## PASSAGE
::::
This opinion will be unpublished and

may not be cited except as provided by

Minn. Stat. § 480A.08, subd. 3 (2000).





CK Wegner, Inc.,




United Stage Equipment, Inc., an Alabama corporation,



Filed December 11, 2001

Reversed and remanded

Hanson, Judge


Wright County District Court

File No. 86-C1-00-2536


David J. Lenhardt, Patrick W. Michenfelder, Gries & Lenhardt, P.L.L.P., 100 East Central Avenue, P.O. Box 35, St. Michael, MN 55376 (for respondent)


David K. Snyder, Timothy M. Kelley, Eckberg, Lammers, Briggs, Wolff, & Vierling, P.L.L.P., 1835 Northwestern Avenue, Stillwater, MN 55082 (for appellant)


            Considered and decided by Lansing, Presiding Judge, Kalitowski, Judge, and Hanson, Judge.

U N P U B L I S H E D   O P I N I O N


Respondent, a Minnesota corporation, sued appellant, an Alabama corporation, for breach of contract and obtained a default judgment.  Appellant challenges the district court order denying its motion to vacate the default judgment, contending that (a) the district court lacked personal jurisdiction because appellant was never served or, if service was made, it was upon a person who had no authority to receive service; and (b) the judgment should be vacated for excusable neglect.  We reverse and remand with instructions to vacate the judgment and dismiss the complaint for insufficiency of service.


            Respondent CK Wegner, Inc. (Wegner), a Minnesota corporation, obtained a default judgment against appellant United Stage Equipment (United), an Alabama corporation.  United moved to vacate the judgment, pursuant to Minn. R. Civ. P. 60.02, and to dismiss the complaint under Minn. R. Civ. P. 12.02(d) for insufficiency of service.

Wegner provided an affidavit of service from a deputy sheriff in Alabama stating that personal service had been made on Karla Ricketts, secretary to the president of United.  Ricketts and United’s president, Buzz Howell, each submitted counter affidavits, stating that no service had ever been received and, further, that Ricketts did not have authority to receive service.  They described Ricketts’ duties as distributing mail, processing contracts, answering the telephone, preparing reports and performing data entry.
::::
## DATA PROVIDED
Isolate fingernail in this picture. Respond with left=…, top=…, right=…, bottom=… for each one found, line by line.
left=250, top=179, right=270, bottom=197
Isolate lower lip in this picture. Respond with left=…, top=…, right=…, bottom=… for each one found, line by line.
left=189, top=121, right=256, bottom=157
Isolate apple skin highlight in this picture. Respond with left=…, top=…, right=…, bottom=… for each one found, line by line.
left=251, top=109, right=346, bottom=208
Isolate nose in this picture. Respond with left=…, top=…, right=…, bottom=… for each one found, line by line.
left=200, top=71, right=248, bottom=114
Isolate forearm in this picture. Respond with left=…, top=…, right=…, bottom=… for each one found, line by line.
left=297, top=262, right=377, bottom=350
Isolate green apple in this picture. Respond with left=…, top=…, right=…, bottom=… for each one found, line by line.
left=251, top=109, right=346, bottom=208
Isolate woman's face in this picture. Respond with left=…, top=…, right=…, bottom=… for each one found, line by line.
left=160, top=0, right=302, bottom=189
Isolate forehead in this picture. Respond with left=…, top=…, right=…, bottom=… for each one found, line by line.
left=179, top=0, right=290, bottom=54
::::
Could you carry on the court opinion above in the default-judgment dispute between CK Wegner and United Stage Equipment, picking up right after the sentence listing Ricketts' duties?

            The district court concluded that service was properly made on Ricketts and denied United’s motion to vacate the default judgment.  United then moved for amended and additional findings of fact and conclusions of law, contending that the district court had failed to make the necessary findings and that its conclusions regarding sufficiency of service were contrary to law.  The court denied the motion, concluding again that service on Ricketts was proper.  The court also concluded that United had failed to present a reasonable defense on the merits and denied its motion to vacate the judgment for excusable neglect.  United appeals.



            United argues that the district court erred by finding that respondent Wegner actually served Ricketts because Ricketts and Howell deny ever receiving a copy of the summons and complaint.  When there is conflicting evidence, the question whether service was made is one of fact and the court’s findings on that question shall not be set aside unless clearly erroneous.  Minn. R. Civ. P. 52.01; Dillon v. Gunderson, 235 Minn. 208, 213, 50 N.W.2d 275, 278 (1951).

The district court specifically found that “[a] Deputy Sheriff in Alabama served [United], an Alabama corporation.”  The record contains a notarized affidavit of service from the Morgan County Sheriff’s Department showing that service was made “by serving a copy to Carla Ricketts, Secretary at United Stage, defendant(s), in the above case, on this 18 day of July, 2000.”  A sheriff’s return or affidavit of service is strong evidence of proper service, which may be overcome only by the production of clear and convincing evidence to the contrary.  Kueffner v. Gottfried, 154 Minn. 70, 73, 191 N.W. 271, 272 (1922).

Whether the affidavits submitted by United were clear and convincing evidence to prevail over the deputy sheriff’s proof of service is a fact question.  We cannot say that the district court’s finding that service was made on Ricketts is clearly erroneous.  The sheriff’s return is specific, proving the time and place of service and naming Ricketts as the recipient.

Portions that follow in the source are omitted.